*** Opening of INPUT RECORDS ***
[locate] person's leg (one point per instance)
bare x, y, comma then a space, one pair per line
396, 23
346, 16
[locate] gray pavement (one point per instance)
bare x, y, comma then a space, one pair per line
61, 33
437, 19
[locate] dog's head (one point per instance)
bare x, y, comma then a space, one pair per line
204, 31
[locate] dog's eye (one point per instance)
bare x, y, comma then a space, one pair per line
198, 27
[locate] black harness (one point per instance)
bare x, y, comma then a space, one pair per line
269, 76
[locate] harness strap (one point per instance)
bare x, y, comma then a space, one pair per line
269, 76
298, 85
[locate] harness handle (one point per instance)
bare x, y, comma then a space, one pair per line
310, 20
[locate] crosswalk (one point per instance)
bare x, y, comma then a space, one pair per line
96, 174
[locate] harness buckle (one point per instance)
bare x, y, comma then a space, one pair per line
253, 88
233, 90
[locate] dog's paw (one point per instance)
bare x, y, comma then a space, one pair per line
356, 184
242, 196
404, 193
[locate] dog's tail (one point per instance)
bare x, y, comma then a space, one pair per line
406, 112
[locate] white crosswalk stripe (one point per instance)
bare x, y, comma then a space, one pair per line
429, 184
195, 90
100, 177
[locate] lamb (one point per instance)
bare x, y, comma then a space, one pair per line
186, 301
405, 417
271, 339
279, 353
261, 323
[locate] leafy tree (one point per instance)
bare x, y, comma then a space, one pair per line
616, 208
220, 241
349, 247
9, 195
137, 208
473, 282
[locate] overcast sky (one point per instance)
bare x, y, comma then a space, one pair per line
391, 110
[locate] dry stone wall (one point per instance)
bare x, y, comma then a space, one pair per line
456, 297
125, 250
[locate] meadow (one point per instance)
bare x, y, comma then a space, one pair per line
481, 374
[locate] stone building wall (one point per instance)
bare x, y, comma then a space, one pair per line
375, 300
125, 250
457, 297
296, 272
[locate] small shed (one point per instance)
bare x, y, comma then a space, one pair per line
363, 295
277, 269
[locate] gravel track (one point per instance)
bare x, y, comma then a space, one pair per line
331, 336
*** Close of INPUT RECORDS ***
▶ [PROBLEM REQUIREMENTS]: Give every entry back exactly as it was written above.

▶ [YOUR SOLUTION]:
[locate] person's leg (one point per instance)
bare x, y, comma then a space, one pair per line
396, 23
346, 16
[locate] gray pavement (one point per instance)
bare x, y, comma then a space, one pair per line
61, 33
437, 19
[locate] dog's head (one point per instance)
bare x, y, comma then a space, one pair per line
204, 31
[locate] dog's eye (one point per instance)
bare x, y, comma then a space, one pair per line
198, 27
[locate] black harness (one point per instance)
bare x, y, comma then a space, one pair per line
269, 76
[locate] harness strap (one point per instance)
bare x, y, comma then a space, one pair per line
269, 76
298, 85
[locate] harness handle (one point per instance)
bare x, y, comma then a space, one pair per line
310, 20
[locate] crosswalk (one point per instance)
bare x, y, comma then a space, one pair per line
96, 174
[locate] harness buckle (one point per instance)
bare x, y, comma then a space, one pair per line
253, 88
233, 90
[locate] dog's paw (one point per instance)
bare x, y, comma then a space, one pair per line
356, 184
242, 196
404, 193
[locate] dog's tail (one point per instance)
bare x, y, comma then a space, one pair per line
406, 112
[locate] white crosswalk stripe (one point per instance)
bare x, y, comma then a space, one pair per line
429, 184
195, 90
100, 177
[locate] lamb (one point per instance)
bare x, y, comma then a space, one pair per line
186, 301
405, 417
271, 339
279, 353
261, 323
[locate] leafy tree (one point per instance)
bare x, y, comma then a space, one pair per line
616, 208
220, 241
349, 247
9, 195
137, 208
473, 282
[locate] overcast sky (one point per instance)
bare x, y, comma then a space, one pair per line
391, 110
[locate] dry stone wall (one point per instance)
bare x, y, comma then a space, one pair per line
456, 297
125, 250
[locate] meadow (one point per instance)
bare x, y, comma then a space, one pair per line
481, 374
[locate] stone building wall (one point per instance)
bare x, y, comma then a space, one pair per line
375, 300
125, 250
457, 297
296, 272
[locate] small shed (one point per instance)
bare x, y, comma then a space, one pair per line
363, 295
277, 269
[locate] gravel track (one point per instance)
bare x, y, comma then a space, one pair per line
331, 336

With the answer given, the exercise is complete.